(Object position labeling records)
===

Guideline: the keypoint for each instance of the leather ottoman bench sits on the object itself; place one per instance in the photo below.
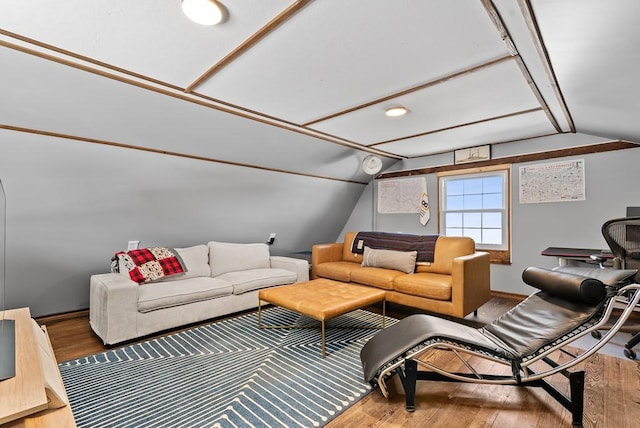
(320, 299)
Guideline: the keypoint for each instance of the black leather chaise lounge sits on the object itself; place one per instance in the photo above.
(529, 338)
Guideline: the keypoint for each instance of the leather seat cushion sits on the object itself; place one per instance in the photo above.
(340, 271)
(375, 277)
(430, 285)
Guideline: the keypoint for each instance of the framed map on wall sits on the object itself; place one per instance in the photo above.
(402, 196)
(552, 182)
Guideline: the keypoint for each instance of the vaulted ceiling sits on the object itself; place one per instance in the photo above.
(471, 72)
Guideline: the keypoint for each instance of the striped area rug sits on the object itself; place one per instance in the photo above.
(226, 374)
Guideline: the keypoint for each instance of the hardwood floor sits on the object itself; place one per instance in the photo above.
(612, 391)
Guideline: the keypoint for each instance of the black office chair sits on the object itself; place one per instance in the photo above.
(623, 237)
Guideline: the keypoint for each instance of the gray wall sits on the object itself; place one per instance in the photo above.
(72, 205)
(611, 179)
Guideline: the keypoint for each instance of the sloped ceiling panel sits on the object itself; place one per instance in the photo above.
(320, 72)
(506, 129)
(463, 100)
(593, 46)
(336, 55)
(35, 95)
(149, 37)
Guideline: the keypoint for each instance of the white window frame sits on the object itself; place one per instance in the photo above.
(504, 171)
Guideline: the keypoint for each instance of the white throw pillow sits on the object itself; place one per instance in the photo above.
(228, 257)
(196, 260)
(404, 261)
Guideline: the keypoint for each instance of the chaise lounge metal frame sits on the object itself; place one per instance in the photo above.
(566, 308)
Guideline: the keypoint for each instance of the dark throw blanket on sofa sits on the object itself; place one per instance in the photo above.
(424, 244)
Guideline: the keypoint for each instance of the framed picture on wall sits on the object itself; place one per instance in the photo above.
(472, 154)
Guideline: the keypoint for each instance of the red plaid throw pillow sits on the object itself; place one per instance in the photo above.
(150, 264)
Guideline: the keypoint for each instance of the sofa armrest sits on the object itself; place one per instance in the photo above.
(471, 283)
(299, 266)
(322, 253)
(113, 305)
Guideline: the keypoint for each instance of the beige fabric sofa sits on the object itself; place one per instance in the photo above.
(456, 283)
(220, 279)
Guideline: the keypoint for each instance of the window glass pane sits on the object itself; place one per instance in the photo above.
(492, 201)
(453, 232)
(472, 202)
(492, 236)
(475, 234)
(492, 184)
(454, 220)
(454, 203)
(454, 187)
(475, 205)
(472, 220)
(493, 220)
(473, 186)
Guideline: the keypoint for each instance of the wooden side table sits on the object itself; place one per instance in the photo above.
(23, 398)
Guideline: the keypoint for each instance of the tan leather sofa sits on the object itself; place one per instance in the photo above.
(456, 283)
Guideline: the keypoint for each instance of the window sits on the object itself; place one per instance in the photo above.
(475, 203)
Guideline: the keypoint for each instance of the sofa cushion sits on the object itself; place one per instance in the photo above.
(447, 249)
(255, 279)
(429, 285)
(195, 259)
(404, 261)
(339, 271)
(229, 257)
(375, 277)
(347, 255)
(174, 293)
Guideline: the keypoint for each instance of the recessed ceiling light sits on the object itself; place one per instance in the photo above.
(396, 111)
(204, 12)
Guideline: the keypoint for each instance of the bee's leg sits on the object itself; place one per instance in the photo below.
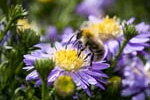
(87, 56)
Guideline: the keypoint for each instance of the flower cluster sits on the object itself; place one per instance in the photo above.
(120, 40)
(67, 63)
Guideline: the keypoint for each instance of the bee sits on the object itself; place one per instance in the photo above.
(85, 40)
(92, 43)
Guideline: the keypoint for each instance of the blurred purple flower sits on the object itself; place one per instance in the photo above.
(93, 7)
(67, 63)
(136, 79)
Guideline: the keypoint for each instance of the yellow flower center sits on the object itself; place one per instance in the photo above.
(106, 29)
(23, 24)
(109, 26)
(68, 59)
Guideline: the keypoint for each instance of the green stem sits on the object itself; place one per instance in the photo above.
(44, 86)
(5, 29)
(10, 21)
(119, 53)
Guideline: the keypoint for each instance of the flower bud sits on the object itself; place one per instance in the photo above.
(129, 31)
(114, 84)
(64, 86)
(44, 66)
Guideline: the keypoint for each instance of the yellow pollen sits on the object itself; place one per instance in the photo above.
(109, 27)
(68, 59)
(23, 24)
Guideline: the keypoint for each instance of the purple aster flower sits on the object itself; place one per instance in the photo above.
(136, 79)
(68, 63)
(110, 32)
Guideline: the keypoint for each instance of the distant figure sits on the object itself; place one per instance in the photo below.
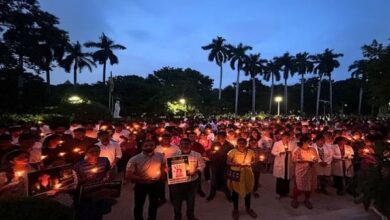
(117, 109)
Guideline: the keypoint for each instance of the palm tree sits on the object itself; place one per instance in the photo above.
(105, 52)
(304, 64)
(286, 62)
(219, 53)
(271, 72)
(326, 63)
(79, 60)
(253, 67)
(359, 71)
(237, 58)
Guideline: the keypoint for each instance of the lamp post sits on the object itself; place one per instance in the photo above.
(278, 99)
(183, 102)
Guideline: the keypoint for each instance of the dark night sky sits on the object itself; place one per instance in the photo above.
(170, 32)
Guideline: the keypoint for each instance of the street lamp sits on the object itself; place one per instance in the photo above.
(278, 99)
(183, 102)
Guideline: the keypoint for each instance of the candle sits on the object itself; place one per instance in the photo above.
(261, 157)
(57, 186)
(94, 170)
(19, 173)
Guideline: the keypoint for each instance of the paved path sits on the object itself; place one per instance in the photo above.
(330, 207)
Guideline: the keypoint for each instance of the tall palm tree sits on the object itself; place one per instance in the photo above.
(79, 60)
(304, 65)
(219, 53)
(271, 72)
(254, 66)
(359, 71)
(286, 62)
(237, 59)
(105, 52)
(327, 62)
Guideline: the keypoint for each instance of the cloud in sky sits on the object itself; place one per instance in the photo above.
(170, 33)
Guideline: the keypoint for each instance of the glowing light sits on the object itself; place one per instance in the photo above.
(182, 101)
(75, 99)
(278, 99)
(94, 170)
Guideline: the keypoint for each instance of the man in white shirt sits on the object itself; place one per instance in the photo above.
(186, 191)
(109, 149)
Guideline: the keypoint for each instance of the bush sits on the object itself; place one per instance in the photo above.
(34, 209)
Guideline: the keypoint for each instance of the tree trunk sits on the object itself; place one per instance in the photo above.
(48, 80)
(253, 95)
(75, 74)
(220, 83)
(20, 82)
(302, 93)
(285, 96)
(271, 94)
(360, 100)
(330, 95)
(318, 96)
(104, 71)
(237, 91)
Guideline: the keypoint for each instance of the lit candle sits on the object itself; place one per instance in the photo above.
(261, 157)
(94, 170)
(57, 186)
(19, 173)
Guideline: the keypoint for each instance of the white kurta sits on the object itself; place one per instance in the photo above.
(279, 163)
(338, 160)
(328, 158)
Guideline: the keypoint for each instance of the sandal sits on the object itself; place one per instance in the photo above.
(251, 213)
(235, 214)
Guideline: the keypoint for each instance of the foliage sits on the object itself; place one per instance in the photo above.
(34, 209)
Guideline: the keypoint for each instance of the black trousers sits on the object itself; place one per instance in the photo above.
(218, 181)
(235, 198)
(256, 174)
(282, 187)
(141, 191)
(184, 192)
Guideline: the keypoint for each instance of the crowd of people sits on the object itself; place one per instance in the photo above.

===

## Objective
Convert all of the records into a numbered list, skipping any blank lines. Keep the pictures out of your answer.

## Result of the task
1. Guideline: the keypoint for each instance of the leather ottoman bench sits on the object itself; place one per instance in the photo below.
2. (320, 299)
3. Guideline: the keypoint for each instance of the black leather chaise lounge sits on the object itself; place one per instance in the photo above.
4. (529, 338)
5. Guideline: the keypoint for each instance of the leather seat cushion sits on the object itself; place one per instance in the photo above.
6. (340, 271)
7. (375, 277)
8. (430, 285)
9. Guideline: the keypoint for each instance of the framed map on wall sits on the object itself; place one per instance in the photo above.
10. (402, 196)
11. (552, 182)
12. Guideline: the keypoint for each instance of the vaulted ceiling sits on the object itself; place one per instance in the photo above.
13. (471, 72)
14. Guideline: the keypoint for each instance of the striped area rug sits on the object itself; place one per instance in the photo above.
15. (226, 374)
16. Guideline: the keypoint for each instance of the hardwood floor sits on the object itself; place one per instance in the photo above.
17. (612, 391)
18. Guideline: the keypoint for each instance of the black office chair sits on the object itself; place one per instance in the photo above.
19. (623, 237)
20. Guideline: the keypoint for each instance of the gray wall sits on the object itself; place one per instance in the photo above.
21. (72, 205)
22. (611, 179)
23. Guideline: the keypoint for each instance of the sloped ceiling panel sits on the object itself; place one per instance in the photo above.
24. (320, 72)
25. (506, 129)
26. (463, 100)
27. (593, 46)
28. (336, 55)
29. (35, 95)
30. (149, 37)
31. Guideline: the keypoint for each instance of the white window frame sits on the object itself; place one per instance in the photo above.
32. (504, 171)
33. Guideline: the keypoint for each instance of the white throw pillow sits on the object itself; place one per instance in the photo above.
34. (228, 257)
35. (196, 260)
36. (404, 261)
37. Guideline: the keypoint for each instance of the chaise lounge metal frame sits on the object itself; place one per instance in the photo above.
38. (566, 308)
39. Guideline: the keypoint for each instance of the dark throw blanket on sofa sits on the object itself; place one per instance in the photo above.
40. (424, 244)
41. Guideline: the keypoint for each instance of the framed picture on wall sits on the object itself; place one per instance in the photo above.
42. (472, 154)
43. Guideline: the keypoint for each instance of the red plaid throw pillow sits on the object itself; place one per instance in the photo above.
44. (150, 264)
45. Guideline: the keypoint for each instance of the sofa armrest sits on the object itself; place one per instance in the photo above.
46. (471, 283)
47. (299, 266)
48. (322, 253)
49. (113, 305)
50. Guideline: the keypoint for each instance of the beige fabric sofa sits on the object itself; place one per instance in the photo above.
51. (456, 283)
52. (220, 279)
53. Guideline: the keypoint for each instance of the window glass pane sits on the object itself; place one per instance in the photo above.
54. (492, 201)
55. (453, 232)
56. (472, 202)
57. (492, 236)
58. (475, 234)
59. (492, 184)
60. (454, 220)
61. (454, 203)
62. (454, 187)
63. (475, 205)
64. (472, 220)
65. (493, 220)
66. (473, 186)
67. Guideline: the keypoint for each instance of the wooden side table sits on the object itself; place one per instance in the photo above.
68. (23, 398)
69. Guideline: the keypoint for each instance of the tan leather sofa sits on the object itself; place one per instance in the photo above.
70. (456, 283)
71. Guideline: the keypoint for each instance of the window sits on the object itself; place one per instance in the photo above.
72. (475, 203)
73. Guideline: the keypoint for each instance of the sofa cushion sits on the object itself; place one per instance in the photo above.
74. (447, 249)
75. (255, 279)
76. (429, 285)
77. (195, 259)
78. (404, 261)
79. (339, 271)
80. (229, 257)
81. (375, 277)
82. (347, 255)
83. (174, 293)
84. Guideline: the keypoint for each instance of the recessed ceiling light sits on the object itself; place one per instance in the photo above.
85. (396, 111)
86. (204, 12)
87. Guideline: the keypoint for each instance of the bee's leg sits on the object itself; place one per instance in the photo below.
88. (87, 56)
89. Guideline: the keypoint for each instance of the flower cluster sits on the object itself; place one per instance in the photo above.
90. (120, 40)
91. (67, 63)
92. Guideline: the keypoint for each instance of the bee sits on the object itself; place one per instance in the photo above.
93. (85, 40)
94. (92, 43)
95. Guideline: the keypoint for each instance of the blurred purple flower sits on the object itself; place one per instance in the photo above.
96. (93, 7)
97. (67, 63)
98. (136, 79)
99. Guideline: the keypoint for each instance of the yellow flower center sits on the object itself; place one per instance in the photo above.
100. (106, 29)
101. (23, 24)
102. (109, 26)
103. (68, 59)
104. Guideline: the keypoint for each instance of the green stem sits on the object itself; place one per instance in the photo above.
105. (44, 86)
106. (5, 29)
107. (10, 21)
108. (119, 53)
109. Guideline: the keypoint for each instance of the flower bud sits on the object itself; place one per instance in the photo above.
110. (129, 31)
111. (114, 84)
112. (64, 86)
113. (44, 66)
114. Guideline: the keypoint for each instance of the yellow pollen sits on the object itself; place one per instance in the photo above.
115. (109, 27)
116. (68, 59)
117. (23, 24)
118. Guideline: the keypoint for each instance of the purple aster flower sits on the object itself; place one per instance in the photo above.
119. (136, 79)
120. (68, 63)
121. (110, 32)
122. Guideline: the keypoint for each instance of the distant figure sits on the object itself; place one per instance in the photo below.
123. (117, 109)
124. Guideline: the keypoint for each instance of the palm tree sits on the object itself; place one per instance in the photo above.
125. (105, 52)
126. (304, 64)
127. (286, 62)
128. (219, 53)
129. (271, 72)
130. (326, 63)
131. (79, 60)
132. (253, 67)
133. (359, 71)
134. (237, 58)
135. Guideline: the keypoint for each instance of the lamp post sits on the object itself; place one per instance in the photo above.
136. (278, 99)
137. (183, 102)
138. Guideline: the keypoint for each instance of the dark night sky sits on the object itself; place one per instance in the photo above.
139. (170, 32)
140. Guideline: the keypoint for each instance of the street lamp sits on the object itself; place one per instance in the photo above.
141. (278, 99)
142. (183, 102)
143. Guideline: the keypoint for each instance of the candle sits on the object itself; place one per instance in the photo above.
144. (261, 157)
145. (57, 186)
146. (94, 170)
147. (19, 173)
148. Guideline: the keypoint for each instance of the paved path sits on the object itself; place one per instance in the photo above.
149. (330, 207)
150. Guideline: the keypoint for each instance of the tall palm tree sits on the object itself; place one per instance in the photo above.
151. (79, 60)
152. (304, 65)
153. (219, 53)
154. (271, 72)
155. (254, 66)
156. (359, 71)
157. (286, 62)
158. (237, 59)
159. (105, 52)
160. (327, 62)
161. Guideline: the keypoint for each instance of the cloud in sky sits on the object itself; place one per instance in the photo above.
162. (170, 33)
163. Guideline: the keypoint for each instance of the glowing light sits on the object itself; place one per instance in the photo above.
164. (182, 101)
165. (75, 99)
166. (278, 99)
167. (94, 170)
168. Guideline: the keypoint for each instance of the man in white shirt sits on the object itself; place one per instance in the photo above.
169. (186, 191)
170. (109, 149)
171. Guideline: the keypoint for each instance of the bush sits on the object itself; place one per instance in the photo above.
172. (34, 209)
173. Guideline: the keypoint for each instance of the tree trunk sits on the object itself; place one per instance in the photo above.
174. (48, 80)
175. (253, 95)
176. (75, 74)
177. (220, 83)
178. (20, 82)
179. (302, 93)
180. (285, 96)
181. (271, 94)
182. (360, 100)
183. (330, 95)
184. (318, 96)
185. (104, 71)
186. (237, 91)
187. Guideline: the keypoint for each instance of the lit candle sits on the object itself; place one per instance in the photo above.
188. (261, 157)
189. (94, 170)
190. (57, 186)
191. (19, 173)
192. Guideline: the keypoint for each instance of the white kurta sits on the object itself; place one per instance in the photo above.
193. (279, 163)
194. (338, 160)
195. (328, 158)
196. Guideline: the keypoint for each instance of the sandal sits on the object itself; place one per instance in the photo above.
197. (251, 213)
198. (235, 214)
199. Guideline: the keypoint for each instance of the foliage sits on the object itself; place one per instance in the photo above.
200. (34, 209)
201. Guideline: the keypoint for each instance of the black trousers sits on the object itself; place one per instance in the photo above.
202. (218, 181)
203. (235, 198)
204. (256, 174)
205. (282, 187)
206. (141, 191)
207. (184, 192)
208. Guideline: the keypoint for each instance of the crowd of people sits on the object itself; place one per instance in the photo above.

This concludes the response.